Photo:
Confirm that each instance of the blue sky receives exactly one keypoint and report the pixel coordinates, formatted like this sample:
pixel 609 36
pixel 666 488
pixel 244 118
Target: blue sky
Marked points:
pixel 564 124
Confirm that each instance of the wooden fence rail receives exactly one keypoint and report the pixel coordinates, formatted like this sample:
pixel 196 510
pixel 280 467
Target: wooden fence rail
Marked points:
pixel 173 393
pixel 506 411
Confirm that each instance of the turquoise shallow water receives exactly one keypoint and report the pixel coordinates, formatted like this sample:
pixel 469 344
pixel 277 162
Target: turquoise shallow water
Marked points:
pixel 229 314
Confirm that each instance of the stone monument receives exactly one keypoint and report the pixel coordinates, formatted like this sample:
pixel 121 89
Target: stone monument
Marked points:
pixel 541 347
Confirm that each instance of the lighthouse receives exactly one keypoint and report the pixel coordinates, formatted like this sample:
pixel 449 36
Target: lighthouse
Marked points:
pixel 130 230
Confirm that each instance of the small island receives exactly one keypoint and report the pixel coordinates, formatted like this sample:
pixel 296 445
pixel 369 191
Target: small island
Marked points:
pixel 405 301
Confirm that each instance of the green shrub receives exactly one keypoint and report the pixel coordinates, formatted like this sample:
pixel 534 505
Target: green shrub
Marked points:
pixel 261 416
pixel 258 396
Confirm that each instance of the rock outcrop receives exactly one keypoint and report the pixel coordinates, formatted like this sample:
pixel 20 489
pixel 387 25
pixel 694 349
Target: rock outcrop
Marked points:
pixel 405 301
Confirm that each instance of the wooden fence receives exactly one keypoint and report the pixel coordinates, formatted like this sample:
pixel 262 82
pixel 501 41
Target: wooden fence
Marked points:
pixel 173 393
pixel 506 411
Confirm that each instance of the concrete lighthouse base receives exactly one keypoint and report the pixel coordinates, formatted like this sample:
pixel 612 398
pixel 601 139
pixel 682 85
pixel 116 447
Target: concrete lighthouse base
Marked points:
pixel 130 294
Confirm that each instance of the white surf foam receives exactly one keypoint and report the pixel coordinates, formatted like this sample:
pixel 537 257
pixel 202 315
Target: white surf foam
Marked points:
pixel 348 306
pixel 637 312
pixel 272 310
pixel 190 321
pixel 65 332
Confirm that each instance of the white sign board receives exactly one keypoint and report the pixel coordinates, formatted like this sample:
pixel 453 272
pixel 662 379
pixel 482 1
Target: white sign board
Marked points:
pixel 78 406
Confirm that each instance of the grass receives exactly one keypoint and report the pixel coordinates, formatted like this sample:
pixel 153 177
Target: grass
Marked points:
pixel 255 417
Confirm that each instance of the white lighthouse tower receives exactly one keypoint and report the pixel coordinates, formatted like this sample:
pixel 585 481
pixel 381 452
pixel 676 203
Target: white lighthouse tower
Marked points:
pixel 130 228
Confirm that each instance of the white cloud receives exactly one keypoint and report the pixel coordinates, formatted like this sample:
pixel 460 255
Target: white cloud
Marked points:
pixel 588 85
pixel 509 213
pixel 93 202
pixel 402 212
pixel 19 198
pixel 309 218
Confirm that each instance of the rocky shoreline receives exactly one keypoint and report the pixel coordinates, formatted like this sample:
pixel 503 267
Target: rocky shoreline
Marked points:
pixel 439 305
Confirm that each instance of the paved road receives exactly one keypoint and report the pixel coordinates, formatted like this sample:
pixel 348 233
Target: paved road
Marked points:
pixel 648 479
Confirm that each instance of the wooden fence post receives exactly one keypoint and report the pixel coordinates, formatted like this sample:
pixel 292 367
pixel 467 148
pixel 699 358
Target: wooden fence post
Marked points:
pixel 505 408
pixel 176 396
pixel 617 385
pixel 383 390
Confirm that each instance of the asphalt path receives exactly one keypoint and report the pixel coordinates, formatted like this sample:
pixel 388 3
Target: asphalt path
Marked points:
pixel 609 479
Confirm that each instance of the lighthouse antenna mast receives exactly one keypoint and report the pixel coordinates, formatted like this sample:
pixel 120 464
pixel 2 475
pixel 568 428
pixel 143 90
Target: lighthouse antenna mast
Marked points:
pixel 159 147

- _WHAT TO WORK ON_
Please copy all of the data above exactly.

- _RESULT OF THIS TASK_
Photo:
Confirm that each instance of the blue sky receives exactly one keypoint and report the pixel coordinates, formatted like this sample:
pixel 609 36
pixel 666 488
pixel 244 118
Target: blue sky
Marked points:
pixel 564 124
Confirm that each instance of the wooden fence rail receives exactly one keypoint and report the pixel coordinates, formatted like this sample:
pixel 196 510
pixel 280 467
Target: wooden fence rail
Marked points:
pixel 173 393
pixel 506 411
Confirm that each instance of the turquoise shallow water receives exactly one keypoint and report the pixel coordinates, formatted like this sample:
pixel 469 344
pixel 277 162
Target: turquoise shallow water
Marked points:
pixel 229 314
Confirm that each instance of the stone monument receives exactly one keypoint and report the pixel coordinates, formatted like this sample:
pixel 121 89
Target: stone monument
Marked points:
pixel 541 347
Confirm that each instance of the lighthouse receives exactly one keypoint and report the pixel coordinates, formatted like this sample:
pixel 449 36
Target: lighthouse
Marked points:
pixel 130 230
Confirm that each instance of the small island receives exactly one keypoint and report the pixel coordinates, formatted like this sample:
pixel 296 445
pixel 369 191
Target: small island
Marked points:
pixel 405 301
Confirm that each instance of the green shrub receives exactly one keypoint and report the pixel coordinates, formatted like this sample:
pixel 534 505
Target: green shrub
Marked points:
pixel 261 416
pixel 258 396
Confirm that each instance of the rock outcrop receives exactly one keypoint and report the pixel coordinates, formatted like this sample:
pixel 20 489
pixel 387 25
pixel 694 349
Target: rock outcrop
Marked points:
pixel 405 301
Confirm that each instance of the wooden fence receives exactly one keypoint and report the pixel coordinates, formatted like this sample:
pixel 262 82
pixel 501 41
Target: wooden fence
Marked points:
pixel 173 393
pixel 506 411
Confirm that each instance of the concrete lighthouse base receives exactly one keypoint and report the pixel coordinates, formatted like this sample:
pixel 612 398
pixel 601 139
pixel 682 85
pixel 116 447
Target: concrete lighthouse base
Marked points:
pixel 130 294
Confirm that each instance of the white surf foam receives exactly one keypoint and report the pixel coordinates, formatted like this sample:
pixel 537 257
pixel 202 315
Target: white surf foam
Marked points:
pixel 348 306
pixel 637 312
pixel 272 310
pixel 190 321
pixel 65 332
Confirm that each instance of the white sign board receives exactly one keypoint and report the pixel coordinates, formatted like this sample:
pixel 453 272
pixel 662 379
pixel 482 1
Target: white sign board
Marked points:
pixel 78 406
Confirm that each instance of the grass receives exactly one keypoint and report the pixel coordinates, formatted like this sample:
pixel 153 177
Target: grass
Marked points:
pixel 255 417
Confirm that each instance of the white lighthouse tower receives exactly one keypoint and report the pixel coordinates, formatted like this sample:
pixel 585 481
pixel 381 452
pixel 676 203
Target: white lighthouse tower
Marked points:
pixel 130 228
Confirm that each instance of the white cloud receives exactly one keypoint and report the pixel coordinates, formatted like this sample:
pixel 460 255
Target: white cloud
Marked points:
pixel 588 85
pixel 509 213
pixel 93 202
pixel 402 212
pixel 19 198
pixel 309 218
Confirm that each instance of the rocky shoreline receives exactly one keypoint and report the pixel coordinates, formatted like this sample:
pixel 503 267
Target: rocky shoreline
Marked points:
pixel 439 305
Confirm that each instance of the paved road receives exactly one keypoint and report the pixel coordinates, formatted like this sample:
pixel 348 233
Target: paved road
Marked points:
pixel 648 479
Confirm that each instance of the wooden fence post receives exactly one keypoint and report the pixel coordinates, formatted like this sample:
pixel 292 367
pixel 467 148
pixel 699 358
Target: wooden fence post
Marked points:
pixel 505 408
pixel 176 396
pixel 617 385
pixel 383 390
Confirm that each instance of the asphalt path receives exactly one keypoint and report the pixel coordinates, formatted like this sample:
pixel 388 3
Target: asphalt path
Marked points:
pixel 609 479
Confirm that each instance of the lighthouse antenna mast receives exactly one keypoint and report the pixel coordinates, formatted like this sample:
pixel 120 464
pixel 2 475
pixel 568 428
pixel 143 90
Target: lighthouse antenna mast
Marked points:
pixel 159 147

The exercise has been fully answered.